(Records excerpted from a collection)
'''

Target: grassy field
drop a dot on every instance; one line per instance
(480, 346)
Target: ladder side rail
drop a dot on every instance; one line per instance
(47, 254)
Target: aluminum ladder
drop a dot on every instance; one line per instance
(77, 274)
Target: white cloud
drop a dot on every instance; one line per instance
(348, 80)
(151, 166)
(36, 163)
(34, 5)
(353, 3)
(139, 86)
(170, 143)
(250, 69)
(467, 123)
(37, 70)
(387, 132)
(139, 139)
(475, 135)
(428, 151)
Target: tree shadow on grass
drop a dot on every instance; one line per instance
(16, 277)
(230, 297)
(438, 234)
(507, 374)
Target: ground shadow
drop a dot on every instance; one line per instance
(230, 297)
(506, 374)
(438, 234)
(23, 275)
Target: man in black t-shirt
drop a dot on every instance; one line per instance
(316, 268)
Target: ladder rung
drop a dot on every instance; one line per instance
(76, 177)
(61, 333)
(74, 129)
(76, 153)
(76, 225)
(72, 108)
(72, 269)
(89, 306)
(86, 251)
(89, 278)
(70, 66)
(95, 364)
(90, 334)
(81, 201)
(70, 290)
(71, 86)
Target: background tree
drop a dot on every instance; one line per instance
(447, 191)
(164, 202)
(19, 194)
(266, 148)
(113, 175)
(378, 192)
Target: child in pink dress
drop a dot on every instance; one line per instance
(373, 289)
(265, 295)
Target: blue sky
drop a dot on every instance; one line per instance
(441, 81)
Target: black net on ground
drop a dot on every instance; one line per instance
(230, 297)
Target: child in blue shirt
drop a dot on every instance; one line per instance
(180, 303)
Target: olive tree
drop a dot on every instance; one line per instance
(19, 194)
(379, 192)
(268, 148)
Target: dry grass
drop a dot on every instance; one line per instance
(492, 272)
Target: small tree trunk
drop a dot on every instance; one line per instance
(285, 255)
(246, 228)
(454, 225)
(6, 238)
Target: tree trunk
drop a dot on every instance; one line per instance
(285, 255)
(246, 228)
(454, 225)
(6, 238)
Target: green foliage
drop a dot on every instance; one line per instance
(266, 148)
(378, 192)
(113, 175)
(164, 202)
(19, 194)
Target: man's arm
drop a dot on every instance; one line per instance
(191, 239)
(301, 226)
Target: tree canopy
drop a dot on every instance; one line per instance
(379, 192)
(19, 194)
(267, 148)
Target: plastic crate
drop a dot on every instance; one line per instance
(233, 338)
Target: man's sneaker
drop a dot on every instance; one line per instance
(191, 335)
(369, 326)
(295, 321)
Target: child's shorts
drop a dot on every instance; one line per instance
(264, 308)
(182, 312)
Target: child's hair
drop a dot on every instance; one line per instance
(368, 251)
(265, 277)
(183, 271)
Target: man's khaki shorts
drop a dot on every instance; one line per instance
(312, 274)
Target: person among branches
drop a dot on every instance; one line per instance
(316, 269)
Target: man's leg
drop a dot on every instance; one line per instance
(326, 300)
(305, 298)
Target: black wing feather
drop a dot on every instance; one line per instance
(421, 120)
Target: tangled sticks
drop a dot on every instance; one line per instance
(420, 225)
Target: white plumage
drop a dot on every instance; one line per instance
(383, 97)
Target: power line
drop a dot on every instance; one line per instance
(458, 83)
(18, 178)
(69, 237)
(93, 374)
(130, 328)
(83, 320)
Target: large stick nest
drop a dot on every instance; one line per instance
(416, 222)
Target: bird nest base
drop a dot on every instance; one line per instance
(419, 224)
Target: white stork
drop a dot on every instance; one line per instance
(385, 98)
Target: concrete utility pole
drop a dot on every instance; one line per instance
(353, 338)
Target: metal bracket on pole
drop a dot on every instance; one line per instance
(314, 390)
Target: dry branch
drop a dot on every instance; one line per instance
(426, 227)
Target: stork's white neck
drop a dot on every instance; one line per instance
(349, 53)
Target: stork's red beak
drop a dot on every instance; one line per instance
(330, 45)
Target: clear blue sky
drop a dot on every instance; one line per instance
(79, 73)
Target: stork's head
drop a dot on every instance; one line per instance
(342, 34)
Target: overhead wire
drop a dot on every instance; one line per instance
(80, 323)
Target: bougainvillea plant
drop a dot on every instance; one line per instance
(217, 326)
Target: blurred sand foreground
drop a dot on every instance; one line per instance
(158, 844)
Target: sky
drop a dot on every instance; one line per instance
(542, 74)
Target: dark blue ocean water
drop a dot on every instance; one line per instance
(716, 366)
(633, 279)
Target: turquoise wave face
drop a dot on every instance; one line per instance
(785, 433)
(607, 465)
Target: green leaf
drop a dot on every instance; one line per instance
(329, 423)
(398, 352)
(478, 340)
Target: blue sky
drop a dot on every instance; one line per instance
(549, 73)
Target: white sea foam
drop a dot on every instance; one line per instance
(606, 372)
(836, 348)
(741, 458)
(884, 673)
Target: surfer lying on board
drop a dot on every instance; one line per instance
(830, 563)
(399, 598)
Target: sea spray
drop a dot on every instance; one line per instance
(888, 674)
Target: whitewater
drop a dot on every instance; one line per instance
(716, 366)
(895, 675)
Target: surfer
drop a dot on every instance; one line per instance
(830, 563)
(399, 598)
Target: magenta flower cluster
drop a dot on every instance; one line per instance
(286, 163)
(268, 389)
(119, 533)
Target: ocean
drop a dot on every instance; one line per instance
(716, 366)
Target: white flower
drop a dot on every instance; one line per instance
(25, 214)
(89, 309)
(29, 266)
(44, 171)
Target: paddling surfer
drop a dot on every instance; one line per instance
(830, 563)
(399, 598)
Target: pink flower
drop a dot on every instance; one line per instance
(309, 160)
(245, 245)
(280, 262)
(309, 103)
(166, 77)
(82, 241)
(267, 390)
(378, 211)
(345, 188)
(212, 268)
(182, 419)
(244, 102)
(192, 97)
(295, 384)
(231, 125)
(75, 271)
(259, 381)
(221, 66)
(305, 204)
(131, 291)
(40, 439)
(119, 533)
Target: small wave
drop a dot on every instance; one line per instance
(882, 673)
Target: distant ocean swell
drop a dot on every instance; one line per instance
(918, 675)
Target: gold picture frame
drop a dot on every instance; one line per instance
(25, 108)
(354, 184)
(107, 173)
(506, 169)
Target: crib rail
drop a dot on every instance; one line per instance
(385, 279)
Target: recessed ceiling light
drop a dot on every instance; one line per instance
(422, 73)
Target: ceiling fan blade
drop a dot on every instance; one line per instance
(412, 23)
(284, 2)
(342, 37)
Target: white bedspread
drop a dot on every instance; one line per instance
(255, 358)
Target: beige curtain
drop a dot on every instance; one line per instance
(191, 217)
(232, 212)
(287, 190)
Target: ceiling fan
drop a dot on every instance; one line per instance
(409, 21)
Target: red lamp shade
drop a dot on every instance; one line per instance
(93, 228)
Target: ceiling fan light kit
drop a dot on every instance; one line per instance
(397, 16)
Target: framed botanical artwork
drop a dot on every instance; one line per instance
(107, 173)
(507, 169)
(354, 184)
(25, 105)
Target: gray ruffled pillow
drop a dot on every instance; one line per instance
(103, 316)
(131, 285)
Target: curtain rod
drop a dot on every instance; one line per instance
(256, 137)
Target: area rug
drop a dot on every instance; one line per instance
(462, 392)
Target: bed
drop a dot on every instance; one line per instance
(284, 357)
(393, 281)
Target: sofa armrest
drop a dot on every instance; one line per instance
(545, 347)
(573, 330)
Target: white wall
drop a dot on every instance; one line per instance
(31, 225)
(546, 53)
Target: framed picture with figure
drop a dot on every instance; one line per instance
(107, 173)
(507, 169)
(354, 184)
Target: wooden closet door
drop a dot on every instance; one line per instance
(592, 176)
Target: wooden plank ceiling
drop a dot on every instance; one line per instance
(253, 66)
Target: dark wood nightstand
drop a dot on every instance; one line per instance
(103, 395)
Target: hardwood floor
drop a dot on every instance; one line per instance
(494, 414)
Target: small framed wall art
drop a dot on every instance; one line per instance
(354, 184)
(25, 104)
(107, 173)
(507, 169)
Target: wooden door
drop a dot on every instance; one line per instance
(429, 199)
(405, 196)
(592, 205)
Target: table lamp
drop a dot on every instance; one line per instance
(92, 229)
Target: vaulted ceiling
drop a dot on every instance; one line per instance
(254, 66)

'''

# WHAT IS NEEDED:
Your answer should consist of all lines above that include the string "light".

# PROBLEM SOLUTION:
Target: recessed ceiling light
Target: ceiling fan light kit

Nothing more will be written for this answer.